* What you have to do *
Please rewrite the lines from the start of the records through the line that contains "52 81 L 64 76", both included, with the requests kept. Scale every coordinate in the outlines by 0.95 and round each to a whole number, with halves going up.
** start Given data **
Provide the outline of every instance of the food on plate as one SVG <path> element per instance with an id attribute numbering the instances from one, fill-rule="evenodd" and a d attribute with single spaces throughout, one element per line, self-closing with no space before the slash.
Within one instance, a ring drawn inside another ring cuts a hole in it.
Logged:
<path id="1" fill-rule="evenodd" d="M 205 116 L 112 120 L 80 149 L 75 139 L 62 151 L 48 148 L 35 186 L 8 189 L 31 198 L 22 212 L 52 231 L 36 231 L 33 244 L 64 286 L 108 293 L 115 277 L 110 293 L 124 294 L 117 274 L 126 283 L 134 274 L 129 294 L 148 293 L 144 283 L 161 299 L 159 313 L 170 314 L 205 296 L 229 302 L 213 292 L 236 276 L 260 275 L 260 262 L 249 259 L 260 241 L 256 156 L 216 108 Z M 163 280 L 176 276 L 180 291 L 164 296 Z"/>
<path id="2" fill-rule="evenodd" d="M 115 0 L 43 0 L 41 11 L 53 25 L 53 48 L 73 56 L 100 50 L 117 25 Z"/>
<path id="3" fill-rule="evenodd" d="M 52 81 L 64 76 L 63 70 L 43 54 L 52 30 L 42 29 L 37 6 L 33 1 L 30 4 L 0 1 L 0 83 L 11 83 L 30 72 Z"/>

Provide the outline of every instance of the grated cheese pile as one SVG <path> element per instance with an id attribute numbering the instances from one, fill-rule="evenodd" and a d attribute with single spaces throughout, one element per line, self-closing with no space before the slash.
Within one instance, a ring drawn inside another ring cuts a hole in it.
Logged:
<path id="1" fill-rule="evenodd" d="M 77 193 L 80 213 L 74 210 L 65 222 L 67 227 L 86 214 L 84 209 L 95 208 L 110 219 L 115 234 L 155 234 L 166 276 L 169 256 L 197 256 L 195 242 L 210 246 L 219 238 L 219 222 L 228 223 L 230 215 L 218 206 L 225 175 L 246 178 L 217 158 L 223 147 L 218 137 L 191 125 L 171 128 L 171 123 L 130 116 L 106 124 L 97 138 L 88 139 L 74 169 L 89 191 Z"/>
** end Given data **
* Solution for this exercise *
Provide the outline of every instance of the food on plate as one SVG <path> element per instance with an id attribute numbering the instances from one, fill-rule="evenodd" and a d attribute with single spaces throughout, one element per line, self-closing with no space before the slash.
Within one instance, a ring drawn inside another ring cuts a hole in it.
Logged:
<path id="1" fill-rule="evenodd" d="M 195 110 L 106 114 L 76 142 L 71 132 L 59 143 L 46 141 L 33 177 L 8 180 L 29 188 L 21 201 L 49 219 L 34 219 L 31 232 L 61 272 L 103 278 L 109 263 L 105 278 L 118 279 L 111 260 L 120 269 L 127 260 L 123 279 L 141 278 L 137 269 L 153 284 L 151 297 L 162 298 L 195 281 L 218 287 L 202 277 L 224 262 L 247 261 L 247 249 L 237 246 L 247 229 L 243 148 L 205 103 Z M 155 266 L 167 262 L 171 276 L 156 281 Z"/>
<path id="2" fill-rule="evenodd" d="M 109 0 L 41 0 L 39 10 L 50 24 L 50 46 L 69 53 L 95 48 L 111 24 Z"/>
<path id="3" fill-rule="evenodd" d="M 49 77 L 61 72 L 60 67 L 41 51 L 49 29 L 40 28 L 35 6 L 31 1 L 29 4 L 0 1 L 0 79 L 10 79 L 29 68 Z"/>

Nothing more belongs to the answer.